Mask labeling examples
◇ ◇ ◇ ◇

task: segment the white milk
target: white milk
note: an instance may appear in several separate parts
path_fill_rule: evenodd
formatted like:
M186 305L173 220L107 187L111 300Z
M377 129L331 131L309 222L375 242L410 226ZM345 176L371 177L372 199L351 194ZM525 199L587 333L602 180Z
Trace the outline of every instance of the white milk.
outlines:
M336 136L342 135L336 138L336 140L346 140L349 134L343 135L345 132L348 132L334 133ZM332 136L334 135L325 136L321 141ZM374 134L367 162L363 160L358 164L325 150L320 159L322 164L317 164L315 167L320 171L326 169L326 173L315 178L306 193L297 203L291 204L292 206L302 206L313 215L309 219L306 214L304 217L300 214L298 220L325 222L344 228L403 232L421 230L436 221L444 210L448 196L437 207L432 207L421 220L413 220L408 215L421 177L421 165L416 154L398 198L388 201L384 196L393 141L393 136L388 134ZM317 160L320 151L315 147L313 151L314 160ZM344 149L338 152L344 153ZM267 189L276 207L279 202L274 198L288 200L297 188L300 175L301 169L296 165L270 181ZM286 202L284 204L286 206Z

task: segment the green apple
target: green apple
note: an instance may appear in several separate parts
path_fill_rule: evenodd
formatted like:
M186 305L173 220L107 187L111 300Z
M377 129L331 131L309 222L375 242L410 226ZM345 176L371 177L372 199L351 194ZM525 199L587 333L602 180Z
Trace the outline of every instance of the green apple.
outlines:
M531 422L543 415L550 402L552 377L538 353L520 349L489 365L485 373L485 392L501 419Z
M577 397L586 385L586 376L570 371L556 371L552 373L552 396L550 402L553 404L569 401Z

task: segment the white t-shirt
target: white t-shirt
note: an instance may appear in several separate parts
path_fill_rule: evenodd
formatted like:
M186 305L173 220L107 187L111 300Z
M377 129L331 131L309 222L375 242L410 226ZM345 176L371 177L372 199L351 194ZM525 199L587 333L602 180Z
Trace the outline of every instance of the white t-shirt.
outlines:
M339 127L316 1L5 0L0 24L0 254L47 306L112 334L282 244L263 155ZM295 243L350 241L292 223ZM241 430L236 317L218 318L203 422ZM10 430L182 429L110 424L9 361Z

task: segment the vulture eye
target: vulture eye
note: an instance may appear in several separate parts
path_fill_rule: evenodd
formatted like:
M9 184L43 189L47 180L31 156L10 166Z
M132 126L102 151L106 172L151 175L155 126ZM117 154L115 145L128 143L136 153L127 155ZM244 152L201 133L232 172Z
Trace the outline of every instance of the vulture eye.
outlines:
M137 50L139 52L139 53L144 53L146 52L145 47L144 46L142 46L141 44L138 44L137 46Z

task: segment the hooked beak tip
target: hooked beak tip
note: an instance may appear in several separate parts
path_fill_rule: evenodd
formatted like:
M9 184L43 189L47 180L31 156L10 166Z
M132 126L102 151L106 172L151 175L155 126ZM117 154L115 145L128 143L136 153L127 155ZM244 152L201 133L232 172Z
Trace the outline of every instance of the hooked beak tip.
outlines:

◇ ◇ ◇ ◇

* EXERCISE DIRECTIONS: Gather every line of the material above that contains the string "hooked", treating uppercase and lowercase letters as different.

* TASK OUTPUT:
task: segment the hooked beak tip
target: hooked beak tip
Trace the outline of every instance of the hooked beak tip.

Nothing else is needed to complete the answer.